----- MATERIAL SUPPLIED -----
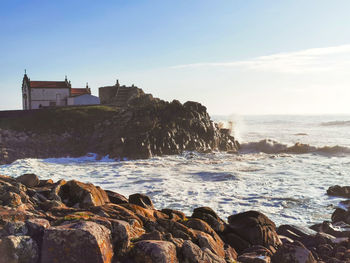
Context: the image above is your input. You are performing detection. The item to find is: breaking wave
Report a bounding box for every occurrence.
[321,121,350,126]
[240,139,350,155]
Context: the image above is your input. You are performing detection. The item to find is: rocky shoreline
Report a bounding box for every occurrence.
[0,96,239,164]
[0,174,350,263]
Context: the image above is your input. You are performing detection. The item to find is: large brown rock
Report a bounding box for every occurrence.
[58,180,109,208]
[129,194,154,209]
[0,236,39,263]
[41,222,113,263]
[111,220,145,253]
[130,240,178,263]
[16,174,40,187]
[192,206,225,233]
[105,190,129,205]
[193,230,225,258]
[225,211,282,251]
[181,240,226,263]
[272,241,317,263]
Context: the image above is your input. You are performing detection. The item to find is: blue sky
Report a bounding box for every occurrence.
[0,0,350,114]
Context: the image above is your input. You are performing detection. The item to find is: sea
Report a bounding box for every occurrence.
[0,115,350,227]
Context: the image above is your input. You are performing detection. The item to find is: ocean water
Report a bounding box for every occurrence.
[0,115,350,229]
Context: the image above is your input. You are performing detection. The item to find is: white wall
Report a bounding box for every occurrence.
[68,94,100,105]
[31,88,69,109]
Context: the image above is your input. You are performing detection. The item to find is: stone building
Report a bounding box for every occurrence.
[22,74,99,110]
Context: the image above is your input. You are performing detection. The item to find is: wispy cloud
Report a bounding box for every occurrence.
[172,45,350,74]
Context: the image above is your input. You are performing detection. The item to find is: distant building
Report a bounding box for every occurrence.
[68,94,100,105]
[22,74,99,110]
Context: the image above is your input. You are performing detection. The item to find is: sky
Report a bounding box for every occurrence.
[0,0,350,115]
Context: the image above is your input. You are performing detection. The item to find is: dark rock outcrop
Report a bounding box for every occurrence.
[224,211,282,254]
[0,96,239,164]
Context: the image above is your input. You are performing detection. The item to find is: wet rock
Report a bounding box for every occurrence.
[4,221,28,236]
[0,206,35,224]
[0,192,22,207]
[237,252,271,263]
[225,211,281,251]
[157,218,196,240]
[89,203,143,226]
[272,241,317,263]
[58,180,109,208]
[223,232,251,253]
[41,222,113,263]
[192,207,225,233]
[16,174,40,187]
[111,220,145,254]
[25,218,50,248]
[105,190,129,205]
[327,185,350,198]
[38,179,53,187]
[138,230,164,241]
[277,225,316,241]
[194,231,225,258]
[129,194,154,209]
[184,218,221,241]
[130,240,178,263]
[181,240,226,263]
[331,208,350,224]
[0,236,39,263]
[161,208,186,221]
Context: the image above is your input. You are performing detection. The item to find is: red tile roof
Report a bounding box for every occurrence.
[30,81,69,88]
[70,89,91,96]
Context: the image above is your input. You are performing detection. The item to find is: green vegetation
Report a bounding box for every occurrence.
[0,105,119,134]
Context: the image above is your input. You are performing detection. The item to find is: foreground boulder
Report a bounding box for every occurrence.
[0,236,39,263]
[224,211,282,252]
[58,180,109,208]
[129,194,154,209]
[16,174,40,187]
[181,240,226,263]
[42,222,113,263]
[130,240,178,263]
[273,241,317,263]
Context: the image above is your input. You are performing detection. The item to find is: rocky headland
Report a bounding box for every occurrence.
[0,174,350,263]
[0,91,239,164]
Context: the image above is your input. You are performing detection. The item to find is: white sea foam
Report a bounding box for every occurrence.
[0,116,350,226]
[321,121,350,126]
[240,139,350,155]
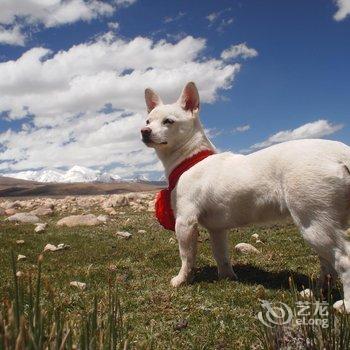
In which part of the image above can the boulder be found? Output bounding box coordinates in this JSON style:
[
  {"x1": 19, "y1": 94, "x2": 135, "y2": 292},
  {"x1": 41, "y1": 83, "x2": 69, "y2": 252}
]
[
  {"x1": 57, "y1": 214, "x2": 101, "y2": 227},
  {"x1": 116, "y1": 231, "x2": 132, "y2": 239},
  {"x1": 5, "y1": 208, "x2": 17, "y2": 215},
  {"x1": 34, "y1": 222, "x2": 47, "y2": 233},
  {"x1": 6, "y1": 213, "x2": 40, "y2": 224},
  {"x1": 235, "y1": 243, "x2": 260, "y2": 254},
  {"x1": 30, "y1": 207, "x2": 53, "y2": 216}
]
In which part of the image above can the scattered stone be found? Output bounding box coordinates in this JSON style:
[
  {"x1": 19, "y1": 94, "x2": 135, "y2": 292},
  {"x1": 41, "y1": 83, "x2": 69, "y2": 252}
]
[
  {"x1": 34, "y1": 222, "x2": 47, "y2": 233},
  {"x1": 69, "y1": 281, "x2": 86, "y2": 290},
  {"x1": 5, "y1": 208, "x2": 17, "y2": 215},
  {"x1": 252, "y1": 233, "x2": 259, "y2": 240},
  {"x1": 169, "y1": 237, "x2": 177, "y2": 244},
  {"x1": 7, "y1": 213, "x2": 40, "y2": 224},
  {"x1": 299, "y1": 288, "x2": 314, "y2": 300},
  {"x1": 116, "y1": 231, "x2": 132, "y2": 239},
  {"x1": 44, "y1": 243, "x2": 70, "y2": 252},
  {"x1": 56, "y1": 214, "x2": 101, "y2": 227},
  {"x1": 29, "y1": 207, "x2": 53, "y2": 216},
  {"x1": 97, "y1": 215, "x2": 109, "y2": 224},
  {"x1": 174, "y1": 319, "x2": 188, "y2": 331},
  {"x1": 235, "y1": 243, "x2": 260, "y2": 254},
  {"x1": 44, "y1": 243, "x2": 57, "y2": 252},
  {"x1": 104, "y1": 208, "x2": 117, "y2": 215}
]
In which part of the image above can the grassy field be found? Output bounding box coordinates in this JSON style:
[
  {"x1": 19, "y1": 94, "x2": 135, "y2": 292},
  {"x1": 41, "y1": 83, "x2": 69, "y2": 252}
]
[{"x1": 0, "y1": 208, "x2": 334, "y2": 349}]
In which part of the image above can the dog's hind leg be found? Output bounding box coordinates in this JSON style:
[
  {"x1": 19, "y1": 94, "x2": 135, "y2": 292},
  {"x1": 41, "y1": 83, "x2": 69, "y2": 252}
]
[
  {"x1": 210, "y1": 231, "x2": 237, "y2": 279},
  {"x1": 317, "y1": 256, "x2": 338, "y2": 290},
  {"x1": 171, "y1": 217, "x2": 198, "y2": 287}
]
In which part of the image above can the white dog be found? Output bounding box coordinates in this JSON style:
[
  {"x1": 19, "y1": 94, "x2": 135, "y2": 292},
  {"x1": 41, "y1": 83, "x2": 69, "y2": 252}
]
[{"x1": 141, "y1": 82, "x2": 350, "y2": 310}]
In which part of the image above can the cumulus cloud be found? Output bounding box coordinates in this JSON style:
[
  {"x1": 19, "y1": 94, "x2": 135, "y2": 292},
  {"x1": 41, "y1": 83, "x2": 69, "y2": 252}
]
[
  {"x1": 249, "y1": 119, "x2": 343, "y2": 150},
  {"x1": 333, "y1": 0, "x2": 350, "y2": 21},
  {"x1": 221, "y1": 43, "x2": 258, "y2": 61},
  {"x1": 232, "y1": 124, "x2": 250, "y2": 133},
  {"x1": 115, "y1": 0, "x2": 136, "y2": 7},
  {"x1": 0, "y1": 25, "x2": 25, "y2": 46},
  {"x1": 163, "y1": 11, "x2": 186, "y2": 24},
  {"x1": 0, "y1": 33, "x2": 240, "y2": 173}
]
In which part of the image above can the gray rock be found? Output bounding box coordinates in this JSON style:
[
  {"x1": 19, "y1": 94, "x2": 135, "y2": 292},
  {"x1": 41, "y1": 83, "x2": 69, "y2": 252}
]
[
  {"x1": 6, "y1": 213, "x2": 40, "y2": 224},
  {"x1": 57, "y1": 214, "x2": 101, "y2": 227}
]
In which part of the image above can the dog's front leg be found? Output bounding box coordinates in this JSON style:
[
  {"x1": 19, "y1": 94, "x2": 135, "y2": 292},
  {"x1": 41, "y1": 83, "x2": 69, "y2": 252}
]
[{"x1": 171, "y1": 219, "x2": 198, "y2": 287}]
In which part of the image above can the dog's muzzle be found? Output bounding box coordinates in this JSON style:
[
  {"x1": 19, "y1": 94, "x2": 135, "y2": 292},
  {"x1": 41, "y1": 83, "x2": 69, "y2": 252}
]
[{"x1": 141, "y1": 127, "x2": 152, "y2": 143}]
-----
### GIVEN PROBLEM
Could you rewrite the data from its first line through the line containing "[0,0,350,114]", swapping "rocky shoreline" for "rocky coastline" and changing nothing else, with the pictures left out?

### SOLUTION BELOW
Context: the image above is your input. You are performing detection. The item to find is: breaking wave
Report a bounding box for every occurrence.
[321,121,350,126]
[240,139,350,155]
Context: the image above is your input. You are performing detection. The item to find is: rocky coastline
Report a bounding box for every occurrence.
[0,96,239,164]
[0,174,350,263]
Context: the image above is your input. You are performing detection. The item to find is: large brown rock
Report a bounding box for every occurrence.
[58,180,109,208]
[129,194,154,209]
[0,236,39,263]
[41,222,113,263]
[111,220,145,253]
[130,240,178,263]
[16,174,40,187]
[192,206,225,233]
[105,190,129,205]
[193,230,225,258]
[225,211,282,251]
[181,240,226,263]
[272,241,317,263]
Context: the image above is your input. You are performing detection. The item to find is: blue sky
Report a bounding box for every occurrence.
[0,0,350,114]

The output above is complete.